═══ RECORDED INFORMATION

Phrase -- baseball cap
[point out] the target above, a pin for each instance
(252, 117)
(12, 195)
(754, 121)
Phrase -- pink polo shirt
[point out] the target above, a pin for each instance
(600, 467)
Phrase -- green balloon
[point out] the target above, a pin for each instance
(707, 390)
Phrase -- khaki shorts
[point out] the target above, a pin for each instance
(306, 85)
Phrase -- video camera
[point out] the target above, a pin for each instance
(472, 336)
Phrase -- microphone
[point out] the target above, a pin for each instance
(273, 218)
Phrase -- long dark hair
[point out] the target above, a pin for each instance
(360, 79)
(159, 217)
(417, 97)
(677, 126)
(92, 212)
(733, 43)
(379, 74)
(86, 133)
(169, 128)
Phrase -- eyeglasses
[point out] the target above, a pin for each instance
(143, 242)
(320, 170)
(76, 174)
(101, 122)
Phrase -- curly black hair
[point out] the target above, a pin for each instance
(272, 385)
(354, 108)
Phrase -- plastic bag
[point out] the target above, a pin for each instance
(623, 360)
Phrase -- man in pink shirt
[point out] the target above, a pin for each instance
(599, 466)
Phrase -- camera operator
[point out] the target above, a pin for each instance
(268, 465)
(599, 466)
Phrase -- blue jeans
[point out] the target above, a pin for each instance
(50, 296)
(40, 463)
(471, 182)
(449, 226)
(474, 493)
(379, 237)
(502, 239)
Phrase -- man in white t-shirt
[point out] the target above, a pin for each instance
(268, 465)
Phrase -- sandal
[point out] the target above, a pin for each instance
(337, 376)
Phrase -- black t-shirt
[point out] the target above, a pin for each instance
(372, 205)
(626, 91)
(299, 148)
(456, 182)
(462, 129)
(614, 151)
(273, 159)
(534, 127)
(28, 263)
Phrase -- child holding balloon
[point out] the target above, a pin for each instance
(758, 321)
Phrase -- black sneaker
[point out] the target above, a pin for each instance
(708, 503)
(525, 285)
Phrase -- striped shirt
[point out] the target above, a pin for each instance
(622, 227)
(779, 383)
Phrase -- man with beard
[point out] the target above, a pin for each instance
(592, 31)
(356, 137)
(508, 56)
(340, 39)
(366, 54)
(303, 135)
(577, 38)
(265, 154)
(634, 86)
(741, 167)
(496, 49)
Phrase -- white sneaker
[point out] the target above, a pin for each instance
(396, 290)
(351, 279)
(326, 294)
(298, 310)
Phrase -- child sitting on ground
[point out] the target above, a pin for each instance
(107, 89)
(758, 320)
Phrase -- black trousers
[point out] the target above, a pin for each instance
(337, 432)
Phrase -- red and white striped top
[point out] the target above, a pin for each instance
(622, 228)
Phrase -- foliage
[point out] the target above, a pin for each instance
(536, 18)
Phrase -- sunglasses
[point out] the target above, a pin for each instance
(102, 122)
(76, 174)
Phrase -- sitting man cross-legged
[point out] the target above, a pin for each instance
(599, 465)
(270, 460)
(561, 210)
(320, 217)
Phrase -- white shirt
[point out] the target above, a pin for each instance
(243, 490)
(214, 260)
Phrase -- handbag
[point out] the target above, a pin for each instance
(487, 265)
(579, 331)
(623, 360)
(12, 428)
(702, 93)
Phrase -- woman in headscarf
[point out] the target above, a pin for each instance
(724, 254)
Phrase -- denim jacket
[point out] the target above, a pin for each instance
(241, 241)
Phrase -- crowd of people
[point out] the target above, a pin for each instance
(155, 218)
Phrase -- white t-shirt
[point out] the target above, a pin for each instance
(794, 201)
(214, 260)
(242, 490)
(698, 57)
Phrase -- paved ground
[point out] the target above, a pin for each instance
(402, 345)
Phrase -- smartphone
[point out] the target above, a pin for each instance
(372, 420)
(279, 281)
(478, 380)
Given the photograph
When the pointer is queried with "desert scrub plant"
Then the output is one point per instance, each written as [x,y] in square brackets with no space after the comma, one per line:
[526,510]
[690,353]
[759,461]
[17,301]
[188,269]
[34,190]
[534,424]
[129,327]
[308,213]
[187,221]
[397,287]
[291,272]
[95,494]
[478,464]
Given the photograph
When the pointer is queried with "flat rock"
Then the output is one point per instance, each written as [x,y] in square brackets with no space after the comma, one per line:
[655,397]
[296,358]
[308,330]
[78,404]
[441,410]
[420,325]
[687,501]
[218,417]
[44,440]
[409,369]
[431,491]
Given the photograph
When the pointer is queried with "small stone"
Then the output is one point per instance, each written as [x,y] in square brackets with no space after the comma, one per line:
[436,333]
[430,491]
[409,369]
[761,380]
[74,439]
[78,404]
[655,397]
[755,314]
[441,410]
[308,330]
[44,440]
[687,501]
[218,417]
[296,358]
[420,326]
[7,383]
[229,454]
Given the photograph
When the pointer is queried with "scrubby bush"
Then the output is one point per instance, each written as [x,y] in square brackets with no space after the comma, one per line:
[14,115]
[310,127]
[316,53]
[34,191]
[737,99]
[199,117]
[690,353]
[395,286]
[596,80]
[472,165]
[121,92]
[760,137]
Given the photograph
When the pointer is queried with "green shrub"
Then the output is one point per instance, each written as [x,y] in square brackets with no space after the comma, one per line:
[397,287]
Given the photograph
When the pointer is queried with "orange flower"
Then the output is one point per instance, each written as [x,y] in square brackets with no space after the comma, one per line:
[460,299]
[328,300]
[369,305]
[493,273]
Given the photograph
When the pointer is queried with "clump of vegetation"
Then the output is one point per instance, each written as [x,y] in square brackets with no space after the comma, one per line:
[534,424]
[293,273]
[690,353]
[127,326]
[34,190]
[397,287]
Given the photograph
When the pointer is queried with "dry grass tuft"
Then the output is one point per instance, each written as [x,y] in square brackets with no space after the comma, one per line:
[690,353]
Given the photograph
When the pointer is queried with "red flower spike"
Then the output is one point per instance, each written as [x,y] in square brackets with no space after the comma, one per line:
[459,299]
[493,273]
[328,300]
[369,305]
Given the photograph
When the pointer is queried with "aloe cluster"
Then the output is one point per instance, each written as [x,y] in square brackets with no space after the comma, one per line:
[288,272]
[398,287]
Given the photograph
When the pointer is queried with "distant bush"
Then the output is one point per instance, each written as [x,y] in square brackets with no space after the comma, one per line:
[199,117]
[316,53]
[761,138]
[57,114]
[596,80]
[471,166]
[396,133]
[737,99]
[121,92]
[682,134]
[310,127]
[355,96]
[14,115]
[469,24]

══════

GOAL OF THE EXERCISE → Each line of the listing should be copied exactly.

SOLUTION →
Phrase -- baseball cap
[point out] the target above, a pin for each instance
(252, 117)
(12, 195)
(754, 121)
Phrase -- pink polo shirt
[point out] the target above, a pin for each instance
(600, 467)
Phrase -- green balloon
[point out] the target above, a pin for each instance
(707, 390)
Phrase -- khaki shorts
[point out] the target above, a pin for each instance
(306, 85)
Phrase -- video camera
[point out] the target above, a pin for each instance
(472, 336)
Phrase -- microphone
[point out] the target above, a pin for each instance
(273, 218)
Phrase -- long dark hair
[point out] the target above, a pin for each instance
(360, 79)
(159, 217)
(417, 97)
(677, 126)
(92, 212)
(733, 43)
(379, 74)
(86, 133)
(169, 128)
Phrase -- eyeglasses
[point out] the target above, a pin for each instance
(143, 242)
(320, 170)
(76, 174)
(101, 122)
Phrase -- curly black hair
[point out] the target above, a pin for each instance
(272, 385)
(354, 108)
Phrase -- plastic bag
[point out] the target above, a pin for each instance
(623, 360)
Phrase -- man in pink shirt
[point out] the target above, a pin for each instance
(599, 466)
Phrase -- camera operator
[point out] the target above, a pin for each instance
(268, 465)
(599, 466)
Phrase -- blue jeans
[point out] the target above, a pin for each instance
(50, 296)
(40, 463)
(471, 182)
(449, 226)
(474, 493)
(379, 237)
(502, 239)
Phrase -- man in white t-shirt
[point out] the target above, a pin for each instance
(268, 465)
Phrase -- sandal
[point out] the target above, a pin for each instance
(337, 376)
Phrase -- black t-shirt
[point out] the target above, a pin for each instance
(372, 205)
(626, 91)
(299, 148)
(456, 182)
(462, 129)
(614, 151)
(273, 159)
(534, 127)
(28, 263)
Phrase -- child holding balloon
[point out] the target above, a pin for each instance
(758, 321)
Phrase -- black sneaker
[point out] the target above, a pin for each instance
(708, 503)
(525, 285)
Phrase -- striped shirt
[point out] the target above, a pin for each instance
(622, 227)
(779, 383)
Phrase -- man with beard
[point out] the target above, a pin for each instance
(592, 31)
(356, 137)
(508, 56)
(340, 39)
(366, 54)
(303, 135)
(577, 38)
(265, 154)
(634, 86)
(741, 167)
(496, 49)
Phrase -- white sneaker
[point out] the target above, a pin for each instance
(396, 290)
(351, 279)
(326, 294)
(298, 310)
Phrase -- child sitting on ground
[point out] the target above, a pin for each instance
(107, 89)
(758, 320)
Phrase -- black trousers
[point out] the target above, a pin for each instance
(337, 432)
Phrase -- red and white striped top
[point out] the target above, a pin for each instance
(622, 228)
Phrase -- foliage
[point out] the target above, a pin for each instance
(536, 18)
Phrase -- sunglasses
[point out] the target above, a pin for each instance
(102, 122)
(76, 174)
Phrase -- sitting man cross-legged
[point out] the target above, a pin for each instance
(599, 465)
(270, 460)
(561, 210)
(320, 217)
Phrase -- white shirt
[point out] the target above, a pin for each instance
(243, 490)
(214, 260)
Phrase -- handbag
[point out] the target above, a pin for each instance
(487, 265)
(579, 331)
(623, 360)
(12, 428)
(702, 93)
Phrase -- woman in headscarf
[point out] the target above, a pin for each instance
(724, 254)
Phrase -- denim jacket
[point out] the target above, a pin for each instance
(241, 241)
Phrase -- crowd of people
[point out] the target above, a pin for each instance
(155, 218)
Phrase -- white t-shirt
[point out] the target above, a pin for each instance
(794, 201)
(214, 260)
(242, 490)
(698, 57)
Phrase -- paved ground
[point out] the target above, a pin for each instance
(402, 345)
Phrase -- smartphone
[point out] the target above, a pin for each instance
(372, 420)
(279, 281)
(478, 380)
Given the photograph
When the pointer is queried with "desert scrub plant"
Then the output is one point per instance, each written as [x,y] in square brackets with no space after the comma, one per line:
[526,510]
[690,353]
[759,461]
[17,301]
[188,269]
[34,190]
[534,424]
[129,327]
[308,213]
[187,221]
[397,287]
[291,272]
[95,494]
[478,464]
Given the photograph
When the pointer is queried with "flat rock"
Then the output is one point per instance, each written as [x,y] in square brackets with no space after the comma, one per line:
[655,397]
[296,358]
[308,330]
[78,404]
[441,410]
[420,325]
[687,501]
[218,417]
[44,440]
[409,369]
[431,491]
Given the photograph
When the pointer is queried with "small stone"
Then the output is one point per instance, each written as [x,y] in square brackets with no space after the comma, one per line:
[436,333]
[430,491]
[409,369]
[761,380]
[74,439]
[78,404]
[655,397]
[755,314]
[441,410]
[308,330]
[44,440]
[687,501]
[218,417]
[296,358]
[420,326]
[7,383]
[229,454]
Given the photograph
When the pointer is queried with "scrubby bush"
Then the output is one point per instance, each written as [x,y] in square brackets with no space after the comma, one per line:
[14,115]
[310,127]
[316,53]
[34,191]
[737,99]
[199,117]
[690,353]
[395,286]
[596,80]
[472,165]
[121,92]
[760,137]
Given the photograph
When the pointer is queried with "green shrub"
Then the output is one point per instance, each written as [x,y] in square brackets with no space after the comma, one per line:
[397,287]
Given the photograph
When the pointer is queried with "orange flower"
Then the output is one point per instance, each written as [x,y] in square brackets with no space after the comma, one per line:
[460,299]
[328,300]
[369,305]
[493,273]
Given the photograph
When the pointer is queried with "clump of vegetation"
Then the output is one point per instance, each written as [x,y] in square brackets with no space after the comma, one per line:
[534,424]
[293,273]
[690,353]
[127,326]
[34,190]
[397,287]
Given the photograph
When the pointer is queried with "dry grass tuft"
Then the output is one point per instance, each written as [x,y] in square brackets with no space after the comma, one per line:
[690,353]
Given the photograph
When the pointer is queried with "red flower spike"
Then the output is one point per instance, each written as [x,y] in square brackets with no space after the comma, one per line:
[459,299]
[493,273]
[328,300]
[369,305]
Given the photograph
When the pointer is queried with "aloe cluster"
Then the output is one point per instance, each written as [x,y] in square brackets with no space after the comma, one per line:
[288,272]
[398,287]
Given the photograph
When the pointer is queried with "distant bush"
Then the output is one point per instance, each written as [x,y] in square brackets with no space after the comma, one per line:
[199,117]
[316,53]
[761,138]
[57,114]
[596,80]
[471,166]
[396,133]
[737,99]
[121,92]
[682,134]
[310,127]
[355,96]
[14,115]
[469,24]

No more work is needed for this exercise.